BEGIN SUPPLIED ENTRIES
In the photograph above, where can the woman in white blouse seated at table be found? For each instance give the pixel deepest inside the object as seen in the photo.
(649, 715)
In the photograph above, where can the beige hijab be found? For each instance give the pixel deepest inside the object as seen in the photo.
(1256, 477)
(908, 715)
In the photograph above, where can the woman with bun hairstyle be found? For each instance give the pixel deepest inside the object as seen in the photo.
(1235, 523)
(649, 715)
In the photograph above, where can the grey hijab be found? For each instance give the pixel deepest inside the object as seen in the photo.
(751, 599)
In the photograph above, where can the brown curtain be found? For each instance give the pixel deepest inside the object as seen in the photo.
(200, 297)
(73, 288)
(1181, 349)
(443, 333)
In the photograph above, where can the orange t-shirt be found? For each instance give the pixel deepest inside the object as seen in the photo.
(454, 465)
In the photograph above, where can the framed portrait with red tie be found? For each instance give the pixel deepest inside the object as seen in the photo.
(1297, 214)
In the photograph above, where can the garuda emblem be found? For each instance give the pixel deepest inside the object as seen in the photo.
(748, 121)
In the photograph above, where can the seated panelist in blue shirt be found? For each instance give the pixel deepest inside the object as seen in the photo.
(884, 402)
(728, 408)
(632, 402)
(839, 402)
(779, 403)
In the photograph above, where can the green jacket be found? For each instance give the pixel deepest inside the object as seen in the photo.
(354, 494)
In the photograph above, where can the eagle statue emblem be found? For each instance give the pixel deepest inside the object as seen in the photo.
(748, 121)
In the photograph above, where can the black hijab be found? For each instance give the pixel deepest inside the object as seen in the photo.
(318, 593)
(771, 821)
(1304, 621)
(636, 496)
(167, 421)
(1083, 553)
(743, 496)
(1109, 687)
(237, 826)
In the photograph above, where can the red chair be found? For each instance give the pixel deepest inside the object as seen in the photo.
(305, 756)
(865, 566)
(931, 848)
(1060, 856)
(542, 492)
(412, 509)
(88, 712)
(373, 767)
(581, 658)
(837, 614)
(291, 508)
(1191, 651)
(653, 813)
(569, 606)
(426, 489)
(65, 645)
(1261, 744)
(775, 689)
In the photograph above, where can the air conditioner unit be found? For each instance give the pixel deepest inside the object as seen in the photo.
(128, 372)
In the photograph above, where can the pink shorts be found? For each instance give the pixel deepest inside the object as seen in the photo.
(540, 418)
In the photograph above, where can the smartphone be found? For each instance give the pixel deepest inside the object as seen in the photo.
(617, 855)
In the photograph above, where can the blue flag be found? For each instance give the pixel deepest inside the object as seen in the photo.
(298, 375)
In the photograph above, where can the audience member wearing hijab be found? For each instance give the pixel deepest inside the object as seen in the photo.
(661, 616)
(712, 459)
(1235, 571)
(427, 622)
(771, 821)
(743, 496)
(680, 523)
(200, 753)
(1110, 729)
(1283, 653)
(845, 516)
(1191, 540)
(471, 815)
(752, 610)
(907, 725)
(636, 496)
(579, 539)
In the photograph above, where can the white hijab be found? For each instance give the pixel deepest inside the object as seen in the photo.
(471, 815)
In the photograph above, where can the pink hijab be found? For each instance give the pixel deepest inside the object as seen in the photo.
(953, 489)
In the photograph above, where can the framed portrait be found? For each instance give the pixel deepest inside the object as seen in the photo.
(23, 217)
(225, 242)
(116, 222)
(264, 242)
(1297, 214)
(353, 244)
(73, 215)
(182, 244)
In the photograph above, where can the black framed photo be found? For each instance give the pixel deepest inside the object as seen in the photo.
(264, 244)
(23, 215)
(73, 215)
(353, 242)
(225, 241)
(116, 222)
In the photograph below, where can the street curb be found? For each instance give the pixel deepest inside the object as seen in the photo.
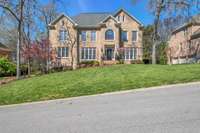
(103, 94)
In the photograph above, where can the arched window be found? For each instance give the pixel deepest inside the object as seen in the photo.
(109, 35)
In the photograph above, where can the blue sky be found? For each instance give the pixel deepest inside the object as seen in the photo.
(138, 10)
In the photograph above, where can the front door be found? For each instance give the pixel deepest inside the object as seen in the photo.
(109, 53)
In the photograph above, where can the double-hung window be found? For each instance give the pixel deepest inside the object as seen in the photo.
(83, 36)
(63, 35)
(134, 36)
(93, 36)
(63, 52)
(124, 36)
(88, 53)
(109, 35)
(130, 53)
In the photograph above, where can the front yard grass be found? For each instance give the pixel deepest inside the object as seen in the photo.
(90, 81)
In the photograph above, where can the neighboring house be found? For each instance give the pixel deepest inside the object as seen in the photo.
(99, 36)
(4, 51)
(184, 43)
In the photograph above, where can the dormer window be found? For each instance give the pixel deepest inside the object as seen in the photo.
(63, 35)
(109, 35)
(83, 36)
(118, 18)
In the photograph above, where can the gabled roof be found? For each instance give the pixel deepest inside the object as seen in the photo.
(89, 19)
(60, 17)
(195, 20)
(134, 18)
(109, 17)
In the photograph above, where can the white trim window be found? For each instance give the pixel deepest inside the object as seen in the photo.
(130, 53)
(83, 36)
(63, 34)
(63, 52)
(109, 34)
(134, 36)
(88, 53)
(93, 36)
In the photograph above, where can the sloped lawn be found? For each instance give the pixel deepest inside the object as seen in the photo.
(96, 80)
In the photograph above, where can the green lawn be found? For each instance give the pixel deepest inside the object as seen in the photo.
(96, 80)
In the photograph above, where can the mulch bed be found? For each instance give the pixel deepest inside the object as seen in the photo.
(6, 80)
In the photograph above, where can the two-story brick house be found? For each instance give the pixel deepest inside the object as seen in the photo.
(99, 36)
(184, 43)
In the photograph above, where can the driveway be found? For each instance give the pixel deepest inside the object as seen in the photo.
(171, 109)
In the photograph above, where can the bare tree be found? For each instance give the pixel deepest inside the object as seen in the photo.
(15, 8)
(29, 25)
(160, 8)
(48, 13)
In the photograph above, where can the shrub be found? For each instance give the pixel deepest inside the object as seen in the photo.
(89, 64)
(7, 68)
(146, 61)
(137, 62)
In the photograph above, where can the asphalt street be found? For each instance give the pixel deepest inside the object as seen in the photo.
(171, 109)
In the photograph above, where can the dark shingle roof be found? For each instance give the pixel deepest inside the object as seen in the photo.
(90, 19)
(3, 46)
(194, 20)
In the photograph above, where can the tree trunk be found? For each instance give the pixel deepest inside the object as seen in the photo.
(154, 53)
(19, 38)
(47, 61)
(18, 54)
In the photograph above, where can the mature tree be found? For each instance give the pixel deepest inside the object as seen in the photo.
(16, 9)
(48, 12)
(29, 27)
(163, 8)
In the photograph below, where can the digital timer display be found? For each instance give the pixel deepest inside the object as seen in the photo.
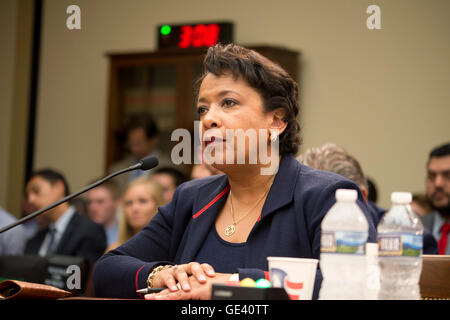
END SUPPLIED ENTRIES
## WORK TASK
Would you print all the entries again exactly, minus any pictures?

## SOLUTION FOR THIS PROBLEM
In the photograph above, where can the woman in white blouse seated at table be found? For each instance give the pixel deepest inside the object as seen in the photo.
(649, 715)
In the photograph above, where can the beige hijab be found? For each instance give the pixel deepest inside the object as seen in the photo.
(1256, 477)
(908, 715)
In the photograph above, where can the woman with bun hairstyle be found? For each instance give the pixel deepest inside the object as seen in the photo.
(1235, 523)
(649, 715)
In the photograph above, where can the grey hijab be found? For each instance give the pixel deepest inside the object as seen in the photo.
(751, 599)
In the photograph above, where can the brown curtain be found? For each instance give the pixel deepest inside the object as seen in the photo.
(200, 297)
(73, 288)
(1181, 349)
(443, 333)
In the photograph above, where can the orange t-shirt be found? For each instance give the pixel deepest inside the object as seen in the photo.
(454, 465)
In the photograph above, where can the framed portrait with red tie be found? For each instance give the pixel deepest inside the object as seen in the photo.
(1297, 214)
In the photograph above, where can the garuda emblem be found? For each instance give the pixel deepest inside the object as seen in the photo.
(748, 121)
In the photograph above, where can the seated panelist in blue shirt be found? For each instance give the pixel deepest inside the object as seen in the photo.
(884, 402)
(728, 408)
(632, 402)
(839, 402)
(779, 403)
In the photograph above, where can the green jacket be found? For each instance give the pixel deepest inside the object as seen in the photo.
(354, 494)
In the photograph above, where can the eagle statue emblem be found? For each instance give the pixel deepest inside the object as seen in the photo.
(748, 121)
In the photograph above, where can the black hijab be found? For each instance give the pixel deepest inside the object as seen in the photo.
(318, 593)
(771, 821)
(1304, 621)
(636, 496)
(167, 421)
(1083, 553)
(743, 496)
(1109, 687)
(237, 826)
In the photograph above, where can the red chair be found? For each instance give the pixel deepest inside the object as seen in the photo.
(305, 756)
(865, 566)
(931, 848)
(1060, 856)
(542, 492)
(412, 509)
(88, 712)
(373, 767)
(581, 658)
(837, 614)
(291, 508)
(1191, 651)
(653, 813)
(569, 606)
(426, 489)
(65, 645)
(1261, 744)
(775, 689)
In the photograph above, where can the air conditioner unit be found? For each instance give the pixel deepest inside the object as seen in the photo.
(128, 372)
In the photograph above, where can the pink shorts be found? For each instance give the pixel deepest inside the object as seen in the photo.
(540, 418)
In the photograph above, where can the smartphone be found? For each instance give the pixel deepest inside the object as seen in the photo.
(617, 855)
In the photograph above, where can the blue flag be found? For each instance give the pixel deepest inside the object as seen in the photo.
(298, 375)
In the photograph above, where can the audience member wearing hijab be found? For each instance give the pixel deepest inside the object as seen in the photo.
(661, 616)
(712, 459)
(1235, 571)
(427, 622)
(771, 821)
(743, 496)
(680, 523)
(200, 753)
(1110, 729)
(1283, 653)
(845, 516)
(1191, 540)
(471, 815)
(752, 610)
(907, 725)
(636, 496)
(579, 539)
In the photograph above, where can the white hijab be found? For each instance give the pixel deepest inside the object as seen in the photo.
(471, 815)
In the photograph above, where can the pink hijab be found? For each instance give the pixel deepest inside the object as seen in the photo.
(953, 489)
In the photograph above, where can the framed portrait be found? For each instance give the pixel deepest inside the object as seen in the photo.
(23, 217)
(225, 242)
(116, 222)
(264, 242)
(1297, 214)
(353, 244)
(73, 215)
(182, 244)
In the photograph above, where can the black framed photo be found? For each instance give the pixel deepest inside the object as seen in the photo.
(264, 244)
(23, 215)
(73, 215)
(353, 242)
(225, 241)
(116, 222)
In the photograph below, where can the street curb be found? For each instance give the pixel deepest inside the object as seen in the photo.
(103, 94)
In the photograph above, where can the arched window be found? For each instance give the pixel deepest inside the object as seen in the photo.
(109, 35)
In the photograph above, where can the blue sky be found? For each instance give the pixel deepest inside the object as seen in the photo.
(138, 10)
In the photograph above, where can the front door be found? For each instance give the pixel deepest inside the object as seen in the photo.
(109, 53)
In the photograph above, where can the double-hung window be found? For each instance give the pixel deepest inside the object as seen in the photo.
(83, 36)
(63, 35)
(134, 36)
(93, 36)
(63, 52)
(124, 36)
(88, 53)
(109, 35)
(130, 53)
In the photograph above, where can the front yard grass be found? For each instance give the pixel deepest inside the object as seen in the photo.
(90, 81)
In the photograph above, where can the neighboring house be found? For each instance give the pixel deepest inside the object as seen in the photo.
(99, 36)
(4, 51)
(184, 43)
In the photograph above, where can the dormer window be found? For each instance give the pixel deepest inside the object as seen in the photo.
(63, 35)
(109, 35)
(83, 36)
(118, 18)
In the photograph above, where can the gabled roof be found? For each instance give the pixel deepest inside the object as seen in the photo.
(89, 19)
(60, 17)
(195, 20)
(134, 18)
(109, 17)
In the photograph above, where can the white trim window be found? For each instance give the pixel deepest inside the object as seen in the photo.
(130, 53)
(83, 36)
(63, 34)
(63, 52)
(109, 34)
(134, 36)
(88, 53)
(93, 36)
In the photograph above, where can the sloped lawn be found? For each instance give the pixel deepest inside the object as seen in the photo.
(96, 80)
In the photograph above, where can the green lawn be found? For each instance give the pixel deepest inside the object as seen in the photo.
(96, 80)
In the photograph above, where can the mulch bed be found? For each instance give the pixel deepest inside the object as seen in the photo.
(6, 80)
In the photograph above, where can the two-story brick house be found? For each instance give the pixel deepest inside the object as seen in the photo.
(99, 36)
(184, 43)
In the photograph above, where can the driveway be found? For each instance give the pixel deepest inside the object as seen in the photo.
(171, 109)
In the photograph above, where can the bare tree be found? For each instance give the pixel deepest inside the object as seen in the photo.
(15, 8)
(29, 25)
(160, 8)
(48, 13)
In the photograph above, where can the shrub be found? For each instance give the pixel deepest inside the object as seen in the photo.
(89, 64)
(7, 68)
(146, 61)
(137, 62)
In the photograph above, where can the asphalt street be found? For each instance give the pixel deepest inside the object as seen in the photo.
(171, 109)
In the photograph above, where can the dark shingle roof be found? For each instance give the pixel deepest inside the object as seen in the photo.
(90, 19)
(3, 46)
(194, 20)
In the photograph above, where can the tree trunk be found? For each instance give the pixel deepest inside the object as seen in the photo.
(154, 53)
(19, 38)
(47, 61)
(18, 54)
In the photograph above, where can the mature tree be found? For each instance give the pixel deepest inside the object as seen in the photo.
(16, 9)
(48, 12)
(29, 27)
(163, 8)
In the photograph below, where can the digital timer display be found? For each instance give the pixel deepest inside the object as seen in the photo.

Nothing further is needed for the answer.